PAGE TEXT -
DAVID GERGEN: Janna, at a time when many Americans are worried about losing their privacy, one of the main themes of your book is that we, by historical standards, we actually have a lot more privacy today than we have had in the past.
JANNA MALAMUD SMITH, Author, Private Matters: That was one of the things that really sort of surprised me in writing the book. When I set out, I didn’t know that, and I realized as I was looking at the material that, in fact, until the 18th century–I think it is–Phil Barrios says–no one ever thought about spending time alone.
It wasn’t that they had “no” privacy. They could pull into themselves. They could decide not to speak, but they didn’t expect to be alone to spend time reading, to spend time writing letters, to spend time alone with a friend. These were experiences that really we’ve developed in the last couple of hundred years.
DAVID GERGEN: It was striking that in some of the colonies it was forbidden to live alone, or you could be heavily fined if you lived alone.
JANNA MALAMUD SMITH: That’s right. And I think in 17th century Connecticut you were absolutely forbidden to live alone. It was just considered a bad idea.
DAVID GERGEN: It was striking in this book how you saw privacy through the eyes of artists and how much this expanded privacy met to their personal development one way.
JANNA MALAMUD SMITH: Right. Artists are sort of wonderful people to look at when you want to understand privacy because it turns out it’s very hard to make art–perhaps not the stained glass windows of Shartre, but the art that we live with today, to write a book, to paint the kinds of paints we love, to compose, without being able to have a lot of privacy.
And when I started looking at the lives of these artists, it struck me that they really embodied the issue. For example, Henry James was fanatical about his privacy. When a friend of his died, he traveled across two countries to go burn some letters he was afraid that she might have of his.
And I think that he felt that if he could keep his life unobserved, he could make it safe to expose himself a lot in his writing. And I have a feeling that that’s almost a template for the way a lot of artists feel, or maybe all of us on some level feel.
DAVID GERGEN: But with Emerson, for example, you would argue that it’s that veil of privacy behind which an artist can really grow and develop in ways they might not otherwise reach.
JANNA MALAMUD SMITH: Right. And what’s wonderful about Emerson’s stories that we think now about Emerson as some aloof man who was sort of remote–and, in fact, he was a very passionate man who had deep, close friendships–and what I learned looking at his life is that it was only through these friendships, having the audience of a friend on whom he could try out a new idea, that gave him the courage to then go public with his ideas.
And what that allowed him to do in the course of his life was to take some pretty important, unpopular positions to be against slavery and the Fugitive Slave Act before that was really acceptable in his community, to raise money for John Brown, to do different things that required an enormous amount of self-reliance. His idea of self-reliance was that it meant you listened to your own voice; not that you didn’t have close friends; not that you tried to live alone.
And it turns out that you can only listen to your own voice well if you’ve had periods of privacy and intimacy and friendship, being part of what privacy shields, where you can learn to trust that voice, where somebody could say, yes, I like that idea; that’s a good one.

DATA PROVIDED -

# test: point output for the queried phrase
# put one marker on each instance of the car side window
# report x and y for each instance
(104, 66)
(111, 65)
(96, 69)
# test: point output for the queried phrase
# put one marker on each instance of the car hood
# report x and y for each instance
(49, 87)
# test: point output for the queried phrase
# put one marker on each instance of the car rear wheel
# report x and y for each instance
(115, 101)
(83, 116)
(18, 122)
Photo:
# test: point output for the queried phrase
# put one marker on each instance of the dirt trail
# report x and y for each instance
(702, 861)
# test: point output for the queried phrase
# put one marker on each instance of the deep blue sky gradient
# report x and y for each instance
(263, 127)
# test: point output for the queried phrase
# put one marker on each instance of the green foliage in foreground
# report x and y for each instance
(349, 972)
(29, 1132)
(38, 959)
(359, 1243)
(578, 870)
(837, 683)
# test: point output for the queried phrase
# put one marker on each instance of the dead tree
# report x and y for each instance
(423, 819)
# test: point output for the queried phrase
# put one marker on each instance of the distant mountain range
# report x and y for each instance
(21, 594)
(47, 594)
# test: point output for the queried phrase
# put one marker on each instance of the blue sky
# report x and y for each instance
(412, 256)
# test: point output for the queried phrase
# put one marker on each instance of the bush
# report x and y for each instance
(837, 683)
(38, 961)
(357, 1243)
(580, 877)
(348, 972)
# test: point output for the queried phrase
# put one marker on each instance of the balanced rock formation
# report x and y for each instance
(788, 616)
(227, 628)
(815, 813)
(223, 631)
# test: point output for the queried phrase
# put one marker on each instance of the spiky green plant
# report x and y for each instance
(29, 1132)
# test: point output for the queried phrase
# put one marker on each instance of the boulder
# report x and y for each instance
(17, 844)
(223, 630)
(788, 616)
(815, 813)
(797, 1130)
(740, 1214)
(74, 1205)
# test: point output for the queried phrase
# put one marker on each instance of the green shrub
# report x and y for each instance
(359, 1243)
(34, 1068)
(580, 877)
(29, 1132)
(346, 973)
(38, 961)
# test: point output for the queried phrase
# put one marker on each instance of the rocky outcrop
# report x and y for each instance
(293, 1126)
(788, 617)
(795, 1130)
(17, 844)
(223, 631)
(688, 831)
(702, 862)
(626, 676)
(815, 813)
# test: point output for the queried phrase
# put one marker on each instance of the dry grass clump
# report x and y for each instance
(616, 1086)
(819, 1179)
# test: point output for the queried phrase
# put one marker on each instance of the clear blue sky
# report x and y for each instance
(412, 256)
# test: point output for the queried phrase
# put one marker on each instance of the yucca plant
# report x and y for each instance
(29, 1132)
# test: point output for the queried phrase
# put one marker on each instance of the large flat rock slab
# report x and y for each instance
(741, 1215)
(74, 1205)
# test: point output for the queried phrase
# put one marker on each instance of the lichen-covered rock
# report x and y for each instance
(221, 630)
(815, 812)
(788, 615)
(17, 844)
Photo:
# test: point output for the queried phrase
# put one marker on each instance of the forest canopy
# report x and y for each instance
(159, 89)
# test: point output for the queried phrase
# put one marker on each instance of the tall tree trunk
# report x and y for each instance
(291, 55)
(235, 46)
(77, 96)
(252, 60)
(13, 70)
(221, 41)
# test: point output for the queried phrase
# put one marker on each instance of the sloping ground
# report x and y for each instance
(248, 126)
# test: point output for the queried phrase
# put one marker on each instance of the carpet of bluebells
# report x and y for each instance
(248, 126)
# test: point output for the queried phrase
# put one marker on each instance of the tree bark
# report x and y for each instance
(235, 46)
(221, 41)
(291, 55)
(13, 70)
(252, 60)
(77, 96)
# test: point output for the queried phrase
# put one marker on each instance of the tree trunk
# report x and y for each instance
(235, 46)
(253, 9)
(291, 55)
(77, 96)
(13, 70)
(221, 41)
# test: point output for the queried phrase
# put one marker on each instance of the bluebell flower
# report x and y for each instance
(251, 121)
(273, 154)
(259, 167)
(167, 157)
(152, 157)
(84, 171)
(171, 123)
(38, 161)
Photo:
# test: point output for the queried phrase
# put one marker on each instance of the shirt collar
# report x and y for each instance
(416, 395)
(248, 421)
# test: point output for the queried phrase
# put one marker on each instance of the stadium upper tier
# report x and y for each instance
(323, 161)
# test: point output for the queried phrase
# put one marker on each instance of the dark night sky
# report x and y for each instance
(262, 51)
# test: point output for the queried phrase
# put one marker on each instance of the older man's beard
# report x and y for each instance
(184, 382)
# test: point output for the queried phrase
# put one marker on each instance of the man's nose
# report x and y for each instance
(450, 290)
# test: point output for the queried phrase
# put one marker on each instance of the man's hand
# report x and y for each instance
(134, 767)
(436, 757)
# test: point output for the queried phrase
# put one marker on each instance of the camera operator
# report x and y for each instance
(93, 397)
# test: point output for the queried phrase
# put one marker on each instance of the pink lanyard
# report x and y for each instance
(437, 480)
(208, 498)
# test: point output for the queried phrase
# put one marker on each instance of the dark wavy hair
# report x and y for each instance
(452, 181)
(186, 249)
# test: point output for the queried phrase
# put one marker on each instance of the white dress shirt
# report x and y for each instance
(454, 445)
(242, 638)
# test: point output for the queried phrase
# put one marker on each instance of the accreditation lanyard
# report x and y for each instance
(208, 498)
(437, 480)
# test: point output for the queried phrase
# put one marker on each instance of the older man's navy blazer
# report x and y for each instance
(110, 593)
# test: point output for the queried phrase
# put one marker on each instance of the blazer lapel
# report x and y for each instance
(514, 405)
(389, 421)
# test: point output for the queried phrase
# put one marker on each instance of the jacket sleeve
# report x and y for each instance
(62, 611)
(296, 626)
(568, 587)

YOUR GOAL -
Reproduce word for word the part of the privacy interview starting with "DAVID GERGEN: Janna, at" and going on through "in the past.".

EXERCISE ANSWER -
DAVID GERGEN: Janna, at a time when many Americans are worried about losing their privacy, one of the main themes of your book is that we, by historical standards, we actually have a lot more privacy today than we have had in the past.